Location identification entries
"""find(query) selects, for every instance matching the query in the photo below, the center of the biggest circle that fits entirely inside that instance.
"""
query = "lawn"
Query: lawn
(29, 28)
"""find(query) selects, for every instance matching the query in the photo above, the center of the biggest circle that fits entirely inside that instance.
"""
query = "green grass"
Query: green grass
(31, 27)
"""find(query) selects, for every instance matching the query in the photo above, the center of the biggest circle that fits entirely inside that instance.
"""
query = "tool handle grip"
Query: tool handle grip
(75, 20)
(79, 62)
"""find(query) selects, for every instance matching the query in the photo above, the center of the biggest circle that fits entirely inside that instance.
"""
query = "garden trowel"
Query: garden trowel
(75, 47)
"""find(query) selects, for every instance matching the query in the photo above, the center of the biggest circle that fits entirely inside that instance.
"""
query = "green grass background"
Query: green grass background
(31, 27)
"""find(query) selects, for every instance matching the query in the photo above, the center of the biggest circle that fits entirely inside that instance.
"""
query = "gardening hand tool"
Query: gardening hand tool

▶ Requirements:
Extract every line of the records that contains the string "background", treating uppercase and lowercase as different.

▶ Answer to the task:
query = "green grass background"
Query: green grass background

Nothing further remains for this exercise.